**Problem requirements**
Reproduce the items from their first line through the line containing "positive clicks: (237, 137) (303, 6)" as a numbered list, with both of those lines included and blank lines omitted.

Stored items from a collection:
[Start of Attachment]
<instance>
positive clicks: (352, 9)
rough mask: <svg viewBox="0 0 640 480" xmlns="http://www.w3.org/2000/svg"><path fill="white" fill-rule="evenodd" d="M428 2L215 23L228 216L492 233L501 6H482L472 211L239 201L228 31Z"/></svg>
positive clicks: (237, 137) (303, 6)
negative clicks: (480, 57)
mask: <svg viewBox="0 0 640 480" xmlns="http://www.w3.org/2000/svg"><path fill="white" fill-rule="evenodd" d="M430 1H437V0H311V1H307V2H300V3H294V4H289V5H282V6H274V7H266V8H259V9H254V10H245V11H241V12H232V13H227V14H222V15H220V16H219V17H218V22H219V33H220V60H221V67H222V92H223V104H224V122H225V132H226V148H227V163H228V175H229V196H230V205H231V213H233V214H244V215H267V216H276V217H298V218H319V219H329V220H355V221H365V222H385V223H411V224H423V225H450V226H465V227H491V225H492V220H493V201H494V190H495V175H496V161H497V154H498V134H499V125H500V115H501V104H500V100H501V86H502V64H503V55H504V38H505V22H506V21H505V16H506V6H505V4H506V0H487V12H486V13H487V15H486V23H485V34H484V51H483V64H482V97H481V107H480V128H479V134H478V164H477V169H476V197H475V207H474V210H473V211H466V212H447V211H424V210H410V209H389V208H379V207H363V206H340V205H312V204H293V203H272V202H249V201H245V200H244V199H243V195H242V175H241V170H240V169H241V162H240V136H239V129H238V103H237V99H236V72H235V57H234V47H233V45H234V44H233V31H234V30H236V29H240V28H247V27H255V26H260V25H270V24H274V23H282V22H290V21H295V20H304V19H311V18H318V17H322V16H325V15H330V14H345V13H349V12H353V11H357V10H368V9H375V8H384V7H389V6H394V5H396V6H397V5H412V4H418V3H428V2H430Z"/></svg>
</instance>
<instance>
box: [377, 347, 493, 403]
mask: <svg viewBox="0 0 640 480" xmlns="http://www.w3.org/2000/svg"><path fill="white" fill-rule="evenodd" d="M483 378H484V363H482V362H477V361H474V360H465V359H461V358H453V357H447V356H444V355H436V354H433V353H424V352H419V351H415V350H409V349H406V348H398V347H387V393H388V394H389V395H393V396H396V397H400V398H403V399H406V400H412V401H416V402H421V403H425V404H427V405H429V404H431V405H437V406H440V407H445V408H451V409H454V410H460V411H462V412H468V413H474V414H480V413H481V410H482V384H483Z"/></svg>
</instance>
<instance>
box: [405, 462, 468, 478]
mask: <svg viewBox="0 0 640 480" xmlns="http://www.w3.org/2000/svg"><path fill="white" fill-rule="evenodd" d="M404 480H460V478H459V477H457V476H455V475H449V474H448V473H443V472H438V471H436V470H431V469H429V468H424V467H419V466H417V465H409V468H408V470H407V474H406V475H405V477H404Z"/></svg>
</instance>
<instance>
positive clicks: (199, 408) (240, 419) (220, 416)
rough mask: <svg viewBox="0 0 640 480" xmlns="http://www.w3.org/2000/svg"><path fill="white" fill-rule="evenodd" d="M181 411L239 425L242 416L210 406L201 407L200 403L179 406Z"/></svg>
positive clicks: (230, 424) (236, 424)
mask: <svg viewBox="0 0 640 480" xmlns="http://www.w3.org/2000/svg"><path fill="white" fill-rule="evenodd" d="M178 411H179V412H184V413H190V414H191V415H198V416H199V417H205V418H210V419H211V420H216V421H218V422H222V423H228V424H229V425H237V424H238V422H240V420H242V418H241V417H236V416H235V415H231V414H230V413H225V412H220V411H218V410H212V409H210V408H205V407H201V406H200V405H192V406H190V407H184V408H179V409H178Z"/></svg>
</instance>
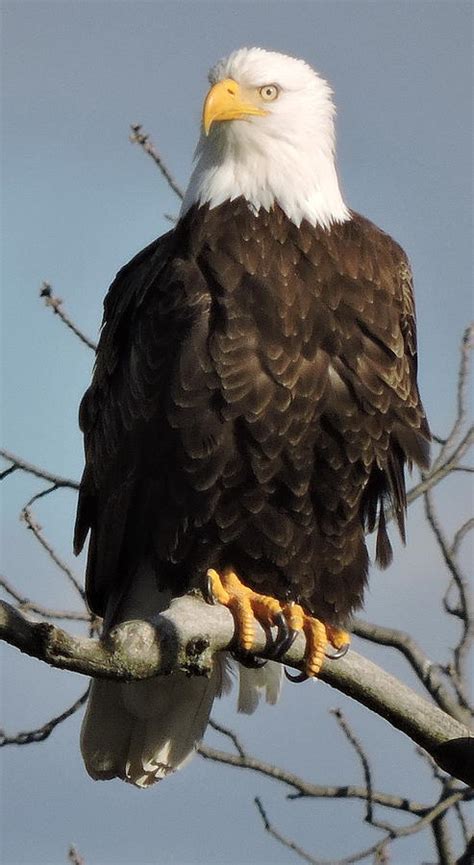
[End of Attachment]
**Answer for the task**
1. <instance>
2. positive clicks: (352, 9)
3. rough mask: <svg viewBox="0 0 640 480" xmlns="http://www.w3.org/2000/svg"><path fill="white" fill-rule="evenodd" d="M428 2L215 23L228 216L492 233L501 6H482L472 211L239 201L228 31Z"/></svg>
4. positive clicks: (237, 137) (303, 6)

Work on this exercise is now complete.